* _Task description_
Check each line of the listing below for the string "accurate", and copy the ones that have it.

* _Provided records_
* * *

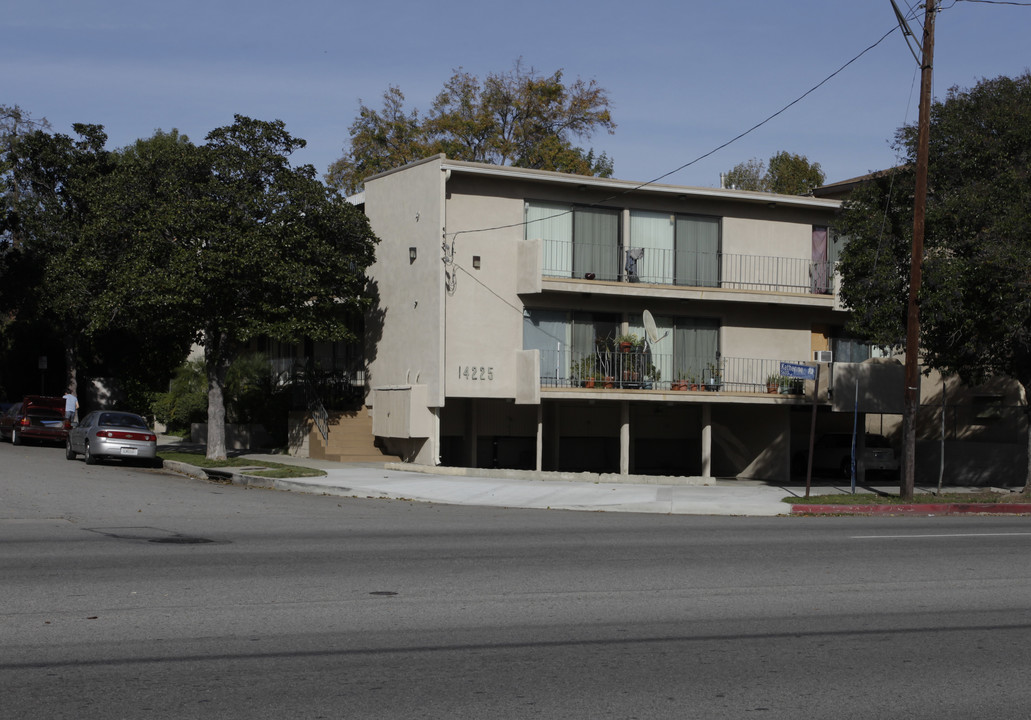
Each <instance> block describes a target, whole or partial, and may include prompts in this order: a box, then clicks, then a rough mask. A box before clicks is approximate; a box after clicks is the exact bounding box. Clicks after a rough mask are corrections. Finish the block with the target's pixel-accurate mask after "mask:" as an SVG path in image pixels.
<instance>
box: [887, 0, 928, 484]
mask: <svg viewBox="0 0 1031 720" xmlns="http://www.w3.org/2000/svg"><path fill="white" fill-rule="evenodd" d="M892 4H893V5H894V4H895V3H894V1H893V2H892ZM936 4H937V2H936V0H927V3H926V5H925V7H924V42H923V43H922V47H921V50H922V52H923V60H922V61H921V65H920V69H921V73H920V120H919V121H918V134H917V187H916V193H914V196H913V203H912V255H911V257H910V260H909V306H908V309H907V313H906V338H905V397H904V404H903V408H902V445H903V448H902V480H901V487H900V489H899V490H900V492H899V494H900V495H901V497H902V499H904V500H911V499H912V493H913V487H914V485H916V474H917V410H918V408H919V407H920V306H919V305H918V302H917V300H918V295H919V293H920V283H921V269H922V268H921V266H922V264H923V262H924V217H925V215H926V211H927V162H928V160H927V156H928V145H929V136H930V130H931V79H932V75H933V70H932V68H933V64H934V15H935V12H936V9H937V8H936V7H935V6H936ZM895 11H896V13H898V7H896V10H895ZM899 21H900V23H901V24H902V29H903V32H904V31H906V30H907V28H906V26H905V21H904V20H903V19H902V18H901V14H900V17H899Z"/></svg>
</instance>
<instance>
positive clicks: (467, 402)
mask: <svg viewBox="0 0 1031 720" xmlns="http://www.w3.org/2000/svg"><path fill="white" fill-rule="evenodd" d="M466 408H467V412H466V414H465V438H466V443H468V446H467V447H466V449H465V466H466V467H476V461H477V460H478V458H477V457H476V446H477V445H479V432H478V430H479V428H478V425H479V424H478V423H477V422H476V420H477V419H476V400H475V399H474V398H469V400H467V404H466Z"/></svg>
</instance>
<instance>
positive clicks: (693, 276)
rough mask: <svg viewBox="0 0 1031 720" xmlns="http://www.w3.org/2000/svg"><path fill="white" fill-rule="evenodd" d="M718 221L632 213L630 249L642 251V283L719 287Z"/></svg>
mask: <svg viewBox="0 0 1031 720" xmlns="http://www.w3.org/2000/svg"><path fill="white" fill-rule="evenodd" d="M720 227H721V223H720V219H719V218H706V217H702V216H687V215H675V214H669V212H648V211H644V210H633V211H632V212H631V214H630V247H631V248H639V249H642V250H643V251H644V253H643V257H642V258H641V259H640V260H639V261H638V270H637V274H638V276H639V279H640V281H641V282H642V283H656V284H661V285H687V286H692V287H704V288H716V287H719V285H720Z"/></svg>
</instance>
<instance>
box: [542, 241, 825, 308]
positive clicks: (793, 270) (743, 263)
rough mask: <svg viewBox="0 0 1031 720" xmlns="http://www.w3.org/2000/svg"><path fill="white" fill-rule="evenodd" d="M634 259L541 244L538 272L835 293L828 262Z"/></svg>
mask: <svg viewBox="0 0 1031 720" xmlns="http://www.w3.org/2000/svg"><path fill="white" fill-rule="evenodd" d="M638 254H640V255H641V257H639V258H631V257H630V254H629V250H628V249H625V248H619V247H613V246H610V244H608V246H605V244H591V243H588V242H575V243H574V242H568V241H565V242H563V241H557V240H544V241H543V258H542V271H543V274H544V275H545V276H550V277H588V279H591V280H602V281H617V282H627V283H635V282H639V283H651V284H655V285H678V286H684V287H701V288H728V289H735V290H767V291H772V292H791V293H811V294H818V295H830V294H833V292H834V287H833V285H834V273H833V268H832V267H831V263H828V262H813V261H811V260H807V259H805V258H784V257H775V256H763V255H741V254H732V253H695V252H684V251H672V250H656V249H651V248H650V249H644V250H643V252H640V251H638Z"/></svg>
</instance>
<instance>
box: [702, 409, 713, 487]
mask: <svg viewBox="0 0 1031 720" xmlns="http://www.w3.org/2000/svg"><path fill="white" fill-rule="evenodd" d="M711 477H712V405H710V404H709V403H707V402H705V403H703V404H702V478H711Z"/></svg>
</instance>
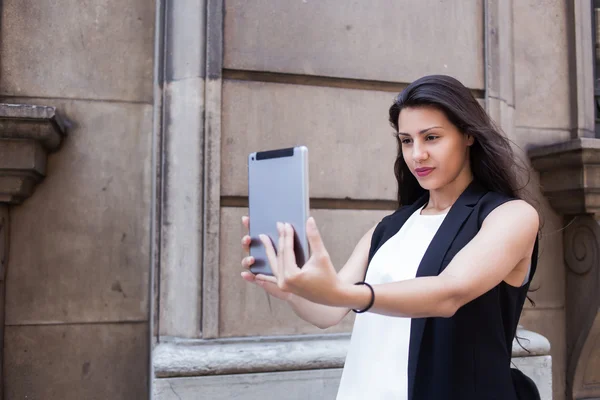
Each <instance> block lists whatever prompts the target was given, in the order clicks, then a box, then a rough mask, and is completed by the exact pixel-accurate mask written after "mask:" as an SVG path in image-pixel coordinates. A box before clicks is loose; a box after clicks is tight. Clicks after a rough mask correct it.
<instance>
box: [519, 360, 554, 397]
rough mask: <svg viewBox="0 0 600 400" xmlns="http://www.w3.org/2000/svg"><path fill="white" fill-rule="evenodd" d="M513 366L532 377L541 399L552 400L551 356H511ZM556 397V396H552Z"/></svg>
mask: <svg viewBox="0 0 600 400" xmlns="http://www.w3.org/2000/svg"><path fill="white" fill-rule="evenodd" d="M512 362H513V368H517V369H519V370H520V371H522V372H523V373H524V374H525V375H527V376H528V377H530V378H531V379H533V381H534V382H535V385H536V386H537V388H538V390H539V391H540V398H541V399H542V400H552V399H553V397H552V358H551V357H550V356H541V357H518V358H513V359H512ZM554 399H556V398H554Z"/></svg>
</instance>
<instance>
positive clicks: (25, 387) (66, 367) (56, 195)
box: [0, 0, 155, 399]
mask: <svg viewBox="0 0 600 400" xmlns="http://www.w3.org/2000/svg"><path fill="white" fill-rule="evenodd" d="M153 3H154V2H148V1H141V0H128V1H125V2H123V1H116V0H90V1H79V0H60V1H51V2H48V1H42V2H40V1H31V0H4V1H3V7H2V8H1V10H2V16H1V21H2V25H1V32H0V35H1V37H2V41H1V47H0V54H2V57H1V61H0V98H1V101H3V102H9V103H26V104H41V105H50V106H55V107H56V108H57V109H58V110H59V111H60V112H61V113H63V114H64V115H66V116H67V118H68V119H70V120H71V121H72V126H71V127H70V129H69V136H68V137H67V138H66V139H65V140H64V143H63V146H62V148H61V150H60V151H59V152H58V153H56V154H53V155H51V156H50V157H49V160H48V171H47V173H48V178H47V179H45V180H44V182H42V183H41V184H40V185H39V186H38V187H37V190H36V192H35V194H34V196H33V197H32V198H30V199H28V200H27V201H26V202H25V203H24V204H23V205H20V206H18V207H14V208H13V209H12V210H11V221H12V224H11V232H10V233H11V234H10V246H11V259H10V265H9V270H8V274H7V283H6V288H7V290H6V336H5V343H4V350H5V359H4V367H5V368H4V373H5V378H4V381H5V383H6V387H5V389H4V390H5V394H6V398H7V399H26V398H27V399H34V398H44V399H143V398H146V397H147V396H148V385H149V382H148V375H149V367H148V363H149V357H148V354H149V331H148V329H149V324H148V320H149V318H148V316H149V302H148V281H149V265H150V260H149V254H150V253H149V252H150V250H149V244H150V235H149V216H150V200H151V192H150V182H151V179H150V162H151V135H152V98H153V94H152V90H153V89H152V86H153V83H152V82H153V80H152V71H153V51H154V50H153V49H154V44H153V43H154V23H155V22H154V4H153Z"/></svg>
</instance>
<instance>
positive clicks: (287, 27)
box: [224, 0, 484, 89]
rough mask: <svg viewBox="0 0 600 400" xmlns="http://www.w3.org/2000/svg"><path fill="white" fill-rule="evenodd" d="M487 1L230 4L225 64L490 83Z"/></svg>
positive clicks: (429, 0)
mask: <svg viewBox="0 0 600 400" xmlns="http://www.w3.org/2000/svg"><path fill="white" fill-rule="evenodd" d="M483 47H484V46H483V3H482V2H480V1H474V0H469V1H461V2H440V1H437V0H426V1H419V2H414V1H411V0H400V1H398V0H375V1H369V2H364V1H356V0H354V1H347V2H338V1H331V0H328V1H291V0H286V1H281V2H272V1H267V0H257V1H252V2H248V1H244V0H230V1H227V2H225V39H224V53H225V54H224V67H225V68H229V69H241V70H255V71H270V72H279V73H292V74H306V75H318V76H331V77H341V78H356V79H367V80H377V81H389V82H411V81H413V80H415V79H417V78H419V77H421V76H423V75H428V74H433V73H444V74H449V75H453V76H455V77H456V78H458V79H459V80H461V81H462V82H463V83H464V84H465V85H466V86H468V87H470V88H474V89H483V88H484V73H483Z"/></svg>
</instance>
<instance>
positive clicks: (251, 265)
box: [242, 256, 254, 269]
mask: <svg viewBox="0 0 600 400" xmlns="http://www.w3.org/2000/svg"><path fill="white" fill-rule="evenodd" d="M252 264H254V257H252V256H250V257H244V258H243V259H242V267H244V268H246V269H248V268H250V267H251V266H252Z"/></svg>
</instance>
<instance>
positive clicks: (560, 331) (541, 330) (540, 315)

* * *

* _Solution for this exercise_
Each <instance> block describes a target, whole or partial, and may include prompts in this order: a box, then clicks, then a rough mask. A box before clicks is approximate; a box after clicks is the exact bounding box. Clicks after a rough mask are corrections. Finish the block with the target's pixel-accurate mask after "mask:" as an SVG path in image pixels.
Each <instance> block lists whatever prompts the target was given, in the order clicks, then a box, then a rough mask, and is completed by the exact pixel-accurate mask written after "mask:" as an SVG path in image-pixel coordinates. A box before clicks is loose; a box after clicks is tight. Clicks after a rough mask correct it.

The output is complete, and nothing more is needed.